### [SOURCE PASSAGE]
»»

The observed seismicity tightly tracks the evolution of LDL water levels and modeled ΔCFS, supporting LDL-triggered earthquakes. Direct gravitational loading can reduce ΔCFS beneath the LDL but increases it in surrounding regions, while pore-pressure diffusion generally increases ΔCFS and dominates near the LDL and after breach. During 10–13 Nov, the relative contribution of gravitational loading to ΔCFS decreased from ~0.45 to ~0.41; after the 13 Nov breach and peak seismicity, it dropped sharply to ~0.19, indicating pore pressure became the dominant mechanism. The relative contribution is sensitive to hydraulic diffusivity, which ranges widely in nature; higher diffusivity accelerates and broadens pore-pressure effects. Because the pore-pressure source is an elongated river/lake rather than a point, seismicity shows no clear migration pattern. The low background seismicity near Baige enabled detection of a sharp, localized increase, but in more active regions LDLs could potentially trigger more and larger events (as seen for reservoir-triggered seismicity). Examples like the 2008 Wenchuan earthquake, which produced hundreds of LDLs including large and long-lived ones, suggest potential feedback loops between earthquakes and landslide hazards. The findings extend the known earthquake–surface hazard interactions to bidirectional triggering, implying that hazard cascades can both be initiated by earthquakes and, in turn, modulate seismicity through stress and pore-pressure changes. This has significant implications for hazard assessment and management in mountainous regions.

««

### [DATA ROWS]
»»

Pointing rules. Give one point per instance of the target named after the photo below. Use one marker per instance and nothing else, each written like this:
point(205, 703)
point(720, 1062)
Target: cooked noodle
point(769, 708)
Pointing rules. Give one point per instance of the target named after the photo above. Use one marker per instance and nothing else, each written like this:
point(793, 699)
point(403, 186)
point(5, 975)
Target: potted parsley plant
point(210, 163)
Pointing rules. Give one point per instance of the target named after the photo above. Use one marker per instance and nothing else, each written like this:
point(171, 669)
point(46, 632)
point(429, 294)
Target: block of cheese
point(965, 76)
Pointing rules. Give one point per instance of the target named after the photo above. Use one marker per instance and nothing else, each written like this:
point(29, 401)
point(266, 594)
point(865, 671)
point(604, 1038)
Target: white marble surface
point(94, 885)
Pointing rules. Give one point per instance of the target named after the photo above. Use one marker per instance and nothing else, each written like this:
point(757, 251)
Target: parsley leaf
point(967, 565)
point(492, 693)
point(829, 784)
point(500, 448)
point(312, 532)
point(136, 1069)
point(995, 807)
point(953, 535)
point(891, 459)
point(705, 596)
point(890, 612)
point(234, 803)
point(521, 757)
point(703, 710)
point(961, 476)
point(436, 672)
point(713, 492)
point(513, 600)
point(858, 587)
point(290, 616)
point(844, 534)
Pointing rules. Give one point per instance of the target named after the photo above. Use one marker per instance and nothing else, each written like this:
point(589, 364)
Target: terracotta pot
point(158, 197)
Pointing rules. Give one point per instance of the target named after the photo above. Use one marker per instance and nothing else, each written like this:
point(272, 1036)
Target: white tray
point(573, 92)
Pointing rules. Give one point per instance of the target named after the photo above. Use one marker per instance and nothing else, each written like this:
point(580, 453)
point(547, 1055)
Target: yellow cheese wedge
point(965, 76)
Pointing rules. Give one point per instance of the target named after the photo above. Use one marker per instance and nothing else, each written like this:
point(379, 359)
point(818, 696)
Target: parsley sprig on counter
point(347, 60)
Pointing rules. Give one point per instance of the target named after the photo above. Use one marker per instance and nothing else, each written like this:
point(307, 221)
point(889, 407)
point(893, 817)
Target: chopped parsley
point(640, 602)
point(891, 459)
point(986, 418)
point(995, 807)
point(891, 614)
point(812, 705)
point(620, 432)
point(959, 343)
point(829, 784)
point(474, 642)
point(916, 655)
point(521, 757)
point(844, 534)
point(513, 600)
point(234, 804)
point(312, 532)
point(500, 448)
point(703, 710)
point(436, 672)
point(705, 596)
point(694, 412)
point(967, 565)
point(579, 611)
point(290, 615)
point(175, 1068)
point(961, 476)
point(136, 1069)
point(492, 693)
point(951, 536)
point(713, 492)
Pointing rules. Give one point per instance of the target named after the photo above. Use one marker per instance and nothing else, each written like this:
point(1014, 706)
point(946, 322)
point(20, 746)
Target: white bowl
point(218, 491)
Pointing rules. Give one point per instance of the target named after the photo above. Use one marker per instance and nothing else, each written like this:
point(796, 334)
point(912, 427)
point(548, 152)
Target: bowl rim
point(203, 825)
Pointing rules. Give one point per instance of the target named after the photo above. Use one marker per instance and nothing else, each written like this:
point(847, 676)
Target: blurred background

««

### [AIM]
Please write what comes next in the passage on landslide-dammed lakes and earthquakes, starting after its final sentence. The listing is separate material, unrelated to the passage on landslide-dammed lakes and earthquakes.

### [EXERCISE RESULT]
The study presents evidence that landslide-dammed lakes can trigger earthquakes through combined direct gravitational loading and pore-pressure diffusion. For the 2018 Baige case, seismicity increased significantly as the second LDL approached peak water level, with ~90% of events occurring in regions of positive modeled ΔCFS that peaked at ~0.024 MPa. The first, smaller LDL produced insufficient stress change (~0.007 MPa) to elevate seismicity. Modeling indicates that many LDLs globally have the potential to trigger earthquakes, given their typical heights and durations and the presence of critically stressed faults. The results establish that earthquake–surface hazard interactions can be bidirectional. Future work should integrate LDL-triggered seismicity into multi-hazard risk assessments, improve real-time monitoring of LDL water levels and local seismicity, refine coupled poroelastic models (including potential coupling between loading and diffusion), and assess similar triggering potential from other surface water bodies such as expanding glacial lakes under climate change.

• Seismic network coverage was limited before May 2018, potentially missing smaller events; however, the main sequence occurred when coverage improved.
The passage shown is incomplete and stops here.